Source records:
◆ ◆ ◆ ◆ ◆
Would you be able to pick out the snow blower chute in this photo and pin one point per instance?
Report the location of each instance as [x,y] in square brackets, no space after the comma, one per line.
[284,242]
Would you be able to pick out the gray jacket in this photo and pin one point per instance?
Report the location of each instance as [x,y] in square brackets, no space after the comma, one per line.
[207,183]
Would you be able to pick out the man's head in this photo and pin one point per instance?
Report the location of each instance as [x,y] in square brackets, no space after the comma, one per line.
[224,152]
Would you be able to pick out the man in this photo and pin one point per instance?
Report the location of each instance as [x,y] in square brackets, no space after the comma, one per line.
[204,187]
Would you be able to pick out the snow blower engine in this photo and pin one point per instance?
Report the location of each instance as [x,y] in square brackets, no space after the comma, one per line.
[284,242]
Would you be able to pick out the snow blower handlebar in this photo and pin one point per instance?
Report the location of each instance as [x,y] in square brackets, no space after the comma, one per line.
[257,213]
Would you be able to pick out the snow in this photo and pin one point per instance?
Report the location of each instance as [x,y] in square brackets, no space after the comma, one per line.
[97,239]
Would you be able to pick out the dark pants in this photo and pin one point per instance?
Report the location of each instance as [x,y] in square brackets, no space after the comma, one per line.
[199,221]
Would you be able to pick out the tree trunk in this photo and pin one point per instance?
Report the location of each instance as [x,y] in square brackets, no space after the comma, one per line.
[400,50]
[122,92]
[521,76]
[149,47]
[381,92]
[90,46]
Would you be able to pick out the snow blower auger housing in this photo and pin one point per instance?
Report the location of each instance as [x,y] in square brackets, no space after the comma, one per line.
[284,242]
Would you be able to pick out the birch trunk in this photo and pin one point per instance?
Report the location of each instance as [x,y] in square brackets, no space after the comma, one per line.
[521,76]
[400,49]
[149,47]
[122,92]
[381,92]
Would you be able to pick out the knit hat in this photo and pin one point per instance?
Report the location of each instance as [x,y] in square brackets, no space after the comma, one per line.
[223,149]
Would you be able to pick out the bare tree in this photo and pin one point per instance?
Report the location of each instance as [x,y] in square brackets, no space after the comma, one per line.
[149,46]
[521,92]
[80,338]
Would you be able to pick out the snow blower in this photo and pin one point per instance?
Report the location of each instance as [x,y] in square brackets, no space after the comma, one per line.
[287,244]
◆ ◆ ◆ ◆ ◆
YOUR OBJECTIVE: Reproduce every one of the rows above, replacing "pin one point per instance" with "mark a single point for each instance" wherever it appears and keeping everything else identical.

ANSWER TO THIS PROBLEM:
Would you be able to pick out the snow blower chute in this photo and mark a single point for each instance?
Report the location of each instance as [x,y] in square brackets, no space after the comma, one per line.
[284,242]
Would you be able to pick out the gray jacket in this photo and mark a single point for each instance?
Report the location of each instance as [x,y] in square brackets, no space after the comma, one per line.
[207,183]
Would you be able to pick out the man's head in this photo and mark a single point for each instance?
Report the location of each instance as [x,y] in square brackets, no space after the comma, one per line.
[224,152]
Would you be able to pick out the man in this photo and mark a single point for each instance?
Report the location of each instance as [x,y] in square brackets, no space after the comma, one per line.
[204,187]
Would you be able to pick out the snow blower engine in this photo and mark a single point for each instance?
Report the location of each instance as [x,y] in square brackets, no space after the comma, one per line.
[284,242]
Would you be able to pick out the snow blower handlebar in this photo and mark a single point for each instance?
Report the location of each instance as [x,y] in square brackets, no space after the comma, one per line.
[257,213]
Would you be able to pick out the snow in this photo and mark a single point for each instance?
Report the location of each instance as [x,y] in square brackets, no space after the comma, one per line.
[97,239]
Would you be able to pick out the dark pants in this photo and mark a single point for each instance?
Report the location of each instance as [x,y] in square brackets, no space after the comma, one per line.
[199,221]
Would you be able to pick out the tree trunk in this photo and mark a single point for each instance?
Report the location of each instance as [x,y] in square brackets, no space after the comma, one per line.
[400,50]
[122,92]
[521,76]
[149,47]
[381,92]
[90,46]
Would you be able to pick out the snow blower auger housing in this photo and mark a single point for each instance?
Report the location of each instance as [x,y] in square brackets, no space after the comma, one per line.
[284,242]
Would you be able to pick out the birch trunk in this photo and mark a single point for each instance?
Report the location of each instance as [x,y] in square brackets, no space after the comma, one per line.
[521,76]
[400,49]
[149,47]
[122,92]
[381,92]
Would you be able to pick out the knit hat in this photo and mark a single point for each instance?
Report the location of each instance as [x,y] in square brackets, no space after the comma, one per line.
[223,149]
Would you be able to pick out the bare tree in this photo and mark a single point for each instance?
Report the location of each instance as [x,y] in square brackets, no space after the comma, one per line.
[149,46]
[521,92]
[80,338]
Would you be able to pick out the snow blower in this photo and mark a single point for each instance?
Report the location of each instance as [x,y] in square brackets, no space after the comma, one per line.
[287,244]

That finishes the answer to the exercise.